**Source extract**
______________________________

An uptick in global offshore development, combined with expansion of natural gas opportunities overseas, bode well for SLB Ltd. to improve activity in 2023, CEO Olivier Le Peuch said last week. 

SLB Earnings

All signs point in a positive direction, Le Peuch said, after the world’s No. 1 oilfield services (OFS) operator closed out a “remarkable year.” He joined his executive team in a conference call to discuss quarterly and 2022 performance, as well as the year ahead.

“All divisions and geographical areas,” outperformed in 2022, Le Peuch told investors. The year also ended with “robust” sales for digital offerings, and “particularly strong service activity offshore and in the Middle East, where we witnessed a significant inflection as capacity expansion projects mobilized.”

SLB was the first major OFS operator to issue fourth quarter and full-year results. Baker Hughes Co. and Halliburton Co. are next to report their earnings.

Carpe Diem In North America

North America once again proved a bellwether, as SLB “seized the growth cycle throughout the year,” Le Peuch said. “We effectively harnessed our refocused portfolio, fit-for-basin technology and performance differentiation to gain greater market access and improved pricing, particularly in the drilling markets where we significantly outperformed rig count growth.”

The final three months of 2022 “affirmed a distinctive new phase in the upcycle.” 

In the United States, the land rig count “remains at robust levels, although the pace of growth is moderating…Additionally, pricing continues to trend favorably, extending beyond North America and into the international regions, supported by new technology and very tight equipment and service capacity in certain markets.”

______________________________

**Data listing**
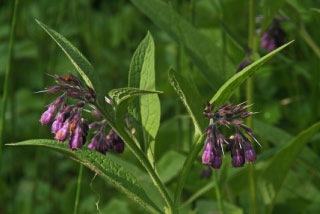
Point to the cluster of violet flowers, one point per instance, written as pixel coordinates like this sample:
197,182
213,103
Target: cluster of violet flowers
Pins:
238,144
69,122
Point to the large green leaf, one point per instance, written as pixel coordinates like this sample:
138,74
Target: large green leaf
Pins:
122,97
202,50
272,177
280,138
191,99
109,170
206,206
170,165
146,110
228,88
82,65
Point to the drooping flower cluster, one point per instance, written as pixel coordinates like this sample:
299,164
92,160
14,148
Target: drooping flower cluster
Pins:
273,37
238,144
69,122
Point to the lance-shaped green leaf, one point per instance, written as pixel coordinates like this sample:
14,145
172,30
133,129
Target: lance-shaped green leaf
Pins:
203,51
122,97
82,65
191,99
146,110
272,177
228,88
105,167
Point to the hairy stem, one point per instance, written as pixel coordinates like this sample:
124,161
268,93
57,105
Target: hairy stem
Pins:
194,151
249,96
7,75
218,193
76,201
132,145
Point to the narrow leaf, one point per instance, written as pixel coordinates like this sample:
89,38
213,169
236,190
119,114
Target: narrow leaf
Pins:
102,165
273,176
191,99
169,165
121,94
122,97
203,51
228,88
146,110
82,65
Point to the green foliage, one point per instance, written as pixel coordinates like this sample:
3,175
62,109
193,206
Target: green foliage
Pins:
231,85
203,41
103,166
204,52
191,99
145,111
82,65
270,9
272,177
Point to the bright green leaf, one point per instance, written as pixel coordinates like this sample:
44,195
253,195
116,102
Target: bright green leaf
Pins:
170,165
206,206
228,88
102,165
202,50
146,111
273,176
191,99
121,94
82,65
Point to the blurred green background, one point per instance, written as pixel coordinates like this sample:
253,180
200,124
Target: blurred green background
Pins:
286,93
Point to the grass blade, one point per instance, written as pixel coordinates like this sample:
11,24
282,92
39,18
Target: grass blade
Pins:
102,165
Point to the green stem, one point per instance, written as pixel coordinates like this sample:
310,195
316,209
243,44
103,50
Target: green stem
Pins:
132,145
76,201
249,96
194,151
309,40
218,194
7,75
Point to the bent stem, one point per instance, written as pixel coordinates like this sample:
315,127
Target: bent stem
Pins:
194,151
132,145
7,75
76,202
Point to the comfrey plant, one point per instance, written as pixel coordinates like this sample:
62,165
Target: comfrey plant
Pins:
238,144
69,121
133,116
273,37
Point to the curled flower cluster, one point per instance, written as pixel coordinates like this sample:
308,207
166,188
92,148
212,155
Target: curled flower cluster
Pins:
68,120
238,144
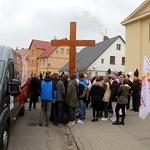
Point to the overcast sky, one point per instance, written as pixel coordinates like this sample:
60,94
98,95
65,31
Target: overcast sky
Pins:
24,20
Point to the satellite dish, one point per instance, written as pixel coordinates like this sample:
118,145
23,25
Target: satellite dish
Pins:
94,67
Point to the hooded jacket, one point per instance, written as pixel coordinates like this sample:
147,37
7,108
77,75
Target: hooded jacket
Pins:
97,93
123,92
71,96
47,89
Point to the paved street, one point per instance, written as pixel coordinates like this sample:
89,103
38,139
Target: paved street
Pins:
27,135
102,135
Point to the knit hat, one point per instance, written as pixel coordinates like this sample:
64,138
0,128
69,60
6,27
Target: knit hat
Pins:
119,73
109,71
136,73
128,75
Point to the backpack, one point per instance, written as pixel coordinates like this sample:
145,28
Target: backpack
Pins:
82,92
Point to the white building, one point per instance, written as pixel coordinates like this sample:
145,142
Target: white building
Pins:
109,53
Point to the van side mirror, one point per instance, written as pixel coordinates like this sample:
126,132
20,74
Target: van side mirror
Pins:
14,87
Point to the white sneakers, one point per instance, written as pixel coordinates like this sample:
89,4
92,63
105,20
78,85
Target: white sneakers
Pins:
104,119
113,119
79,121
71,123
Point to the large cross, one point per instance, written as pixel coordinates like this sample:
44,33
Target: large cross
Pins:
72,43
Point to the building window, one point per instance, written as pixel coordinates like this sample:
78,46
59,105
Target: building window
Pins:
43,62
112,59
32,62
68,51
62,50
118,47
32,52
40,62
149,32
123,60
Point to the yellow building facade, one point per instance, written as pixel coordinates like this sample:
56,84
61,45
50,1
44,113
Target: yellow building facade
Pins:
43,57
137,30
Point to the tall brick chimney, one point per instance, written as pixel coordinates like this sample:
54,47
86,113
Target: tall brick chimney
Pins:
105,38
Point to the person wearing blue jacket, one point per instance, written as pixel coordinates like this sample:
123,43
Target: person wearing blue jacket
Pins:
48,96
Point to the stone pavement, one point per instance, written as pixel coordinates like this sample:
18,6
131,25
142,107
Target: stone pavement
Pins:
102,135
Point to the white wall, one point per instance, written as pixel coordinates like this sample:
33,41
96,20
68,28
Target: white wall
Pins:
111,51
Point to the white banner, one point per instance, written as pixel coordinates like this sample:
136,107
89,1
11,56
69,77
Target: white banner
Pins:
145,91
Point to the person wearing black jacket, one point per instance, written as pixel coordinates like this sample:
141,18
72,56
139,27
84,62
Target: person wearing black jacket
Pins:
135,91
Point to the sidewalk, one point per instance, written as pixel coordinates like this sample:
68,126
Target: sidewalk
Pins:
102,135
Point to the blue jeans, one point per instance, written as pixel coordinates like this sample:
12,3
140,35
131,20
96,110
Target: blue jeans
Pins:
59,111
71,111
82,109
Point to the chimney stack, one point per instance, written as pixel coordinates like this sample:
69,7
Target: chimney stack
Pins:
105,38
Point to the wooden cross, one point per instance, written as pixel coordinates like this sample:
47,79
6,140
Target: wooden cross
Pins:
72,43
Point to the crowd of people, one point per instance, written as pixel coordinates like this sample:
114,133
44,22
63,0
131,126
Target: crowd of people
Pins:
65,98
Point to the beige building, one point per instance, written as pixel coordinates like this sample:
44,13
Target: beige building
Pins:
137,26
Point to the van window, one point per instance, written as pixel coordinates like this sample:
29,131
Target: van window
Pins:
10,71
1,69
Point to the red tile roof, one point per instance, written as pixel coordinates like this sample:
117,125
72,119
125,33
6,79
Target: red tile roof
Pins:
46,45
21,51
40,44
49,50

______________________________

**Directions**
A. Answer these questions using the article on SLB's results, one answer per line:
(i) Where did Le Peuch say service activity was particularly strong?
(ii) Which two companies are next to report their earnings?
(iii) In which markets did SLB significantly outperform rig count growth?
B. According to the article on SLB's results, what supports the favorable pricing trend that extends into international regions? Answer in one to three sentences.
C. Write out the article on SLB's results from "SLB Earnings" up to and including "the year ahead.".

**Solutions to each task**
A.
(i) Offshore and in the Middle East
(ii) Baker Hughes Co. and Halliburton Co.
(iii) The drilling markets

B. The favorable pricing is supported by new technology. It is also supported by very tight equipment and service capacity in certain markets.

C.
SLB Earnings

All signs point in a positive direction, Le Peuch said, after the world’s No. 1 oilfield services (OFS) operator closed out a “remarkable year.” He joined his executive team in a conference call to discuss quarterly and 2022 performance, as well as the year ahead.